→ WHAT THIS EXERCISE ASKS
**a)** Reproduce the rabbit rescue thread word for word, starting at "How about Angelica" and ending at "loving bunny home!".
**b)** In the rabbit rescue thread, over what distance was the rabbit brought to the rescue?
-- Start GIVEN TEXT --
# Newest Rescue ~ Baby Harlequin



## Kipcha (Jul 30, 2013)

Here's our newest little one, who is yet to be named, that came to us all the way from Prince Albert SK, where she was found as a stray (Although you would never know it, she has to be one of the most friendly and social rabbits I have ever seen!). Through a number of people we were able to get her here over the distance of 1,155 km, roughly 12 hours of travelling.




She's extremely sweet and full of binkies, you would never know everything she went through. She came in starved and was brought into a dog rescue, which transferred her to a friend of ours who got her to us.

She shows great promise in agility. She's super active and at one of her fosters, she repeatedly jumped up on a windowsill over 4 feet tall!




We're taking her in to the vet on Thursday to make sure she's healthy and then she goes up for adoption. She will be getting spayed when she is old enough as well, so that is something the new home needs to agree to.

If only we had the space, I would keep this little cutie in a heartbeat!


----------



## whitelop (Jul 30, 2013)

She is so precious, I really hope she finds a good home!


----------



## Tauntz (Jul 30, 2013)

How about Angelica for her name? She just seems like a little angel bun & little angel wings helping her along with those high jumps! Or Angel? Also, for the angels watching over her until she could get the help from your rescue! Anyway just a couple of suggestions for this new little sweetheart looking for a new loving bunny home!


----------



## Ilovemyrabbit (Jul 30, 2013)

Oh my gosh she is so cute! If I were in Canada I would definitely adopt her. She's so pretty! I hope she finds a good home soon.


----------



## Kipcha (Aug 1, 2013)

Kwyn received a clean bill of health from the vet today! Hurray, so glad she's perfectly healthy (Other then being a little thin still).
-- End GIVEN TEXT --
-- Start DATASET EXCERPTS --
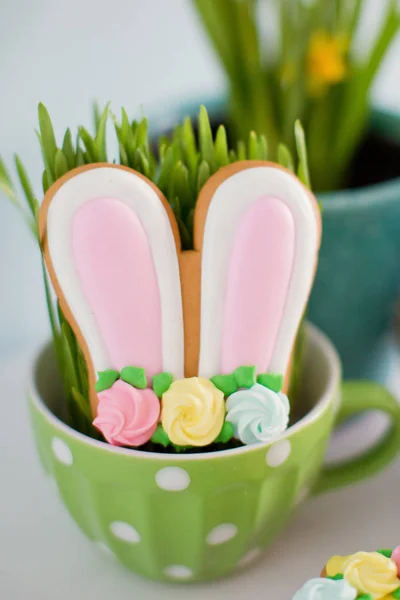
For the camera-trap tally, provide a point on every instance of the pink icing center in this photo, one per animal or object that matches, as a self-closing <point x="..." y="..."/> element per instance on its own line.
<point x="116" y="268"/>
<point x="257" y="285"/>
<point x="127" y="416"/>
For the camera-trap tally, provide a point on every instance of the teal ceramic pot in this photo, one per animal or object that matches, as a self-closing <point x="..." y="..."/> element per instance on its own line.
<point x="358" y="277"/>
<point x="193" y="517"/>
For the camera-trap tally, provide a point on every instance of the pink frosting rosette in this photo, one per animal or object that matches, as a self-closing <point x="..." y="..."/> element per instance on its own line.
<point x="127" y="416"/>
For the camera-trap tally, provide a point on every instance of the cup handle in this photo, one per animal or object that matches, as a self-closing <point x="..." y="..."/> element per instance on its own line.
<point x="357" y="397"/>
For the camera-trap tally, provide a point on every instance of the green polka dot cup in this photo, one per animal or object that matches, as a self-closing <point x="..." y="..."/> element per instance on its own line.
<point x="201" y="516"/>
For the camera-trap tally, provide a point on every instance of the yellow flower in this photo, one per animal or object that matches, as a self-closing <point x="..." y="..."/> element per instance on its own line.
-- End DATASET EXCERPTS --
→ ANSWER LIST
**a)**
How about Angelica for her name? She just seems like a little angel bun & little angel wings helping her along with those high jumps! Or Angel? Also, for the angels watching over her until she could get the help from your rescue! Anyway just a couple of suggestions for this new little sweetheart looking for a new loving bunny home!

**b)** 1,155 km, roughly 12 hours of travelling.